▼

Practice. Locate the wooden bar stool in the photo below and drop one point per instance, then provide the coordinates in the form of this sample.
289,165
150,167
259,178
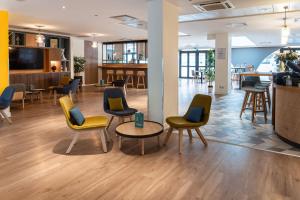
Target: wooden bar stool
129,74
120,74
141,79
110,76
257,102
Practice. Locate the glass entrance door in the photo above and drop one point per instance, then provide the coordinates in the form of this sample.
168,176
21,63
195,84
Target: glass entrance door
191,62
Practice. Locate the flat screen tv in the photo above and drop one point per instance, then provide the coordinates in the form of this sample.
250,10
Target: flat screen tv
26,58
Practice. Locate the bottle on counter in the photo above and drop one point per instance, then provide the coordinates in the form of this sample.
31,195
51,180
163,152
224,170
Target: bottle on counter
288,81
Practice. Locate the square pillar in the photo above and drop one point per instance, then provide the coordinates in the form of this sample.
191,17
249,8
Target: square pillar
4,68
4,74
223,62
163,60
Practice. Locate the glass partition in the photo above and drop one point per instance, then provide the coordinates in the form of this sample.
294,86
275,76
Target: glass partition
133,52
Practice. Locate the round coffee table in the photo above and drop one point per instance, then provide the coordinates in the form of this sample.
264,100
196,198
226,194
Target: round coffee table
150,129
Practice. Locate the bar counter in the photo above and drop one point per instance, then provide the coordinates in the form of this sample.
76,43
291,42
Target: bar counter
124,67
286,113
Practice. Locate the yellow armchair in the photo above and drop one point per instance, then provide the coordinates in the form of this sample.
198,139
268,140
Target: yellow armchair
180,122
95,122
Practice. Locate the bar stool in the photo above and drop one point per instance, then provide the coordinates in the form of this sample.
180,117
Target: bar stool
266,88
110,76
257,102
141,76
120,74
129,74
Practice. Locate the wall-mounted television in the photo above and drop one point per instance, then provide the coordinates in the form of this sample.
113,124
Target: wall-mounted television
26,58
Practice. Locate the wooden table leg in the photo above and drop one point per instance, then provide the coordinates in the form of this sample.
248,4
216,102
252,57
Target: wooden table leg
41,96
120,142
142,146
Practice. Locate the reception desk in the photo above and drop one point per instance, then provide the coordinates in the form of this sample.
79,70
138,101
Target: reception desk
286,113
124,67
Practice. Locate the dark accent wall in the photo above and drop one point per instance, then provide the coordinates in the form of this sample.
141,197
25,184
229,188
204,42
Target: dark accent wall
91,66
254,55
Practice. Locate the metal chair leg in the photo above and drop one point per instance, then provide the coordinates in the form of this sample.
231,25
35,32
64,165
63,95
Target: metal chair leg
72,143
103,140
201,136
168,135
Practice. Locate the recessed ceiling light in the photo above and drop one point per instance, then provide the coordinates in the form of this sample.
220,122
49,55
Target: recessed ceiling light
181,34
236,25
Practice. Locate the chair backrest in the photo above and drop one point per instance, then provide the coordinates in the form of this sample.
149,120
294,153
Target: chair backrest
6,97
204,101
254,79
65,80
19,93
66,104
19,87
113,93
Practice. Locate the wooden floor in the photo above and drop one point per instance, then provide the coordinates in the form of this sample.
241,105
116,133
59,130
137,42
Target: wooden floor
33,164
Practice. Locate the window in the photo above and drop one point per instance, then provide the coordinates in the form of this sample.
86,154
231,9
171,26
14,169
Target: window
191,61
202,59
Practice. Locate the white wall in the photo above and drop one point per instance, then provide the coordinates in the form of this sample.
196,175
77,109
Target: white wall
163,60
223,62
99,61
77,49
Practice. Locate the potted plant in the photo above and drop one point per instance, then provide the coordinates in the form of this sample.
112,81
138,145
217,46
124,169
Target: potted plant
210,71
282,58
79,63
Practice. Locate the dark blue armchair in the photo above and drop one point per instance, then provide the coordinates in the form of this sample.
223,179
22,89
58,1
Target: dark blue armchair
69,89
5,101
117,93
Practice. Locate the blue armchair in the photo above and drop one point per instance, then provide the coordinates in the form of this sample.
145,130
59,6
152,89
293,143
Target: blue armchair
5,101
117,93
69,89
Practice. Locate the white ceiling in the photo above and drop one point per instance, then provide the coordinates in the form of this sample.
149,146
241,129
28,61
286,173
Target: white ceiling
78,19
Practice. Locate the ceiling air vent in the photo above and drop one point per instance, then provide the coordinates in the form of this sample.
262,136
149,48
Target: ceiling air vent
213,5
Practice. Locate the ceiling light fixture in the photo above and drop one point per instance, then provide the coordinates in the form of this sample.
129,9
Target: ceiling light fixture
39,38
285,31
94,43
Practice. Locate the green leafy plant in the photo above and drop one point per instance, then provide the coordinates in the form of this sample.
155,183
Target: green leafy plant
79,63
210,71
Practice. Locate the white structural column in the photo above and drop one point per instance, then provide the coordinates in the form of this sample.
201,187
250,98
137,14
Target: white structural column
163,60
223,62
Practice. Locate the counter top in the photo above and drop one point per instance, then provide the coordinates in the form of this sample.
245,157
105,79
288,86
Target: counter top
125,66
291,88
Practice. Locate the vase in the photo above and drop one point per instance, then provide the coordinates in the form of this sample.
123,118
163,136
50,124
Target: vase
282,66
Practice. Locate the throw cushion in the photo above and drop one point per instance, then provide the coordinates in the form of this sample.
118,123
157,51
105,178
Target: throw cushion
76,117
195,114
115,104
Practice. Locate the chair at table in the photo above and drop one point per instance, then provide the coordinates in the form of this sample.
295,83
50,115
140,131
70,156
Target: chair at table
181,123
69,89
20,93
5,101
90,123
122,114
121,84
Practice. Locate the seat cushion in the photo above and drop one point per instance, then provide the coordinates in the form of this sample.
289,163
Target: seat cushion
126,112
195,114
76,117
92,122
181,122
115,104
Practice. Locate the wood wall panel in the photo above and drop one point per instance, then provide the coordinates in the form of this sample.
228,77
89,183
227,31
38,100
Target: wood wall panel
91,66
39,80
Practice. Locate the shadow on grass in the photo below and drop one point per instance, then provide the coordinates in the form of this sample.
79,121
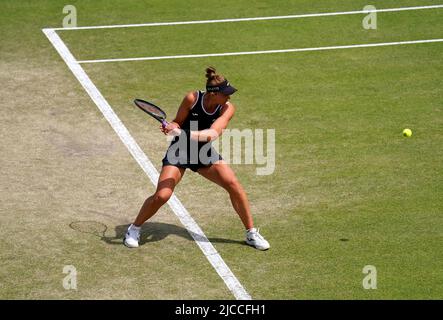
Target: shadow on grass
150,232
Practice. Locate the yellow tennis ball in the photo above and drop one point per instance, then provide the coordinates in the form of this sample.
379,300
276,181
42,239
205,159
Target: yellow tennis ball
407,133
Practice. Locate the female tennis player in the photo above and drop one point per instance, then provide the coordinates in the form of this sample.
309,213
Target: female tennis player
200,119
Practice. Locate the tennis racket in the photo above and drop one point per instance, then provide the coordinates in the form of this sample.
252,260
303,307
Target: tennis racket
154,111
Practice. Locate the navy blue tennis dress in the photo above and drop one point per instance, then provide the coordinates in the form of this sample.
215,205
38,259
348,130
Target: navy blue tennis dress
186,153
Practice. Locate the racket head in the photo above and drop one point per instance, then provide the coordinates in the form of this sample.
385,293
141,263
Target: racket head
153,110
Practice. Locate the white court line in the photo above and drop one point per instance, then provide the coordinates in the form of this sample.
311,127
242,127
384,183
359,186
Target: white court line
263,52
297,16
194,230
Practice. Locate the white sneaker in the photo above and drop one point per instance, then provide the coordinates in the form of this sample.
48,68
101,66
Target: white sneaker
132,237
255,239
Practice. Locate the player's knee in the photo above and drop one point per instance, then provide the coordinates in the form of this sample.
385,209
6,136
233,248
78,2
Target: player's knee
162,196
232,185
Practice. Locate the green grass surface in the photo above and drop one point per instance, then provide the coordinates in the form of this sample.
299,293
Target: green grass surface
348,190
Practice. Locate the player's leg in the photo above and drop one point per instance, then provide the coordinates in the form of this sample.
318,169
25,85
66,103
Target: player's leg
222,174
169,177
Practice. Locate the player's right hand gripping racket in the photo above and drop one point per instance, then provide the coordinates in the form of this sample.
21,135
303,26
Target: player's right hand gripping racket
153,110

▲

=== To be done ===
Turn the records into a Markdown table with the columns "Row" and "Line." Begin at the line that contains "Practice. Locate the green grass", continue through the last line of the records, and leave out blank lines.

=== Written answer ===
| Row | Line |
|---|---|
| 1 | Practice. Locate the green grass surface in the photo above and drop one point per instance, then provide the coordinates in the form of this sample. |
| 2 | 299,293 |
| 3 | Target: green grass surface |
| 4 | 348,190 |
| 5 | Practice. Locate the player's leg in the photo above and drop one point per instance, then provide the coordinates in the form of this sample. |
| 6 | 318,169 |
| 7 | 25,85 |
| 8 | 66,103 |
| 9 | Target: player's leg |
| 10 | 222,174 |
| 11 | 169,177 |
| 12 | Practice. Locate the player's right hand gripping racket in the photo above and drop one point per instance, then provide the coordinates in the form of this sample. |
| 13 | 21,135 |
| 14 | 303,26 |
| 15 | Target: player's right hand gripping racket |
| 16 | 153,110 |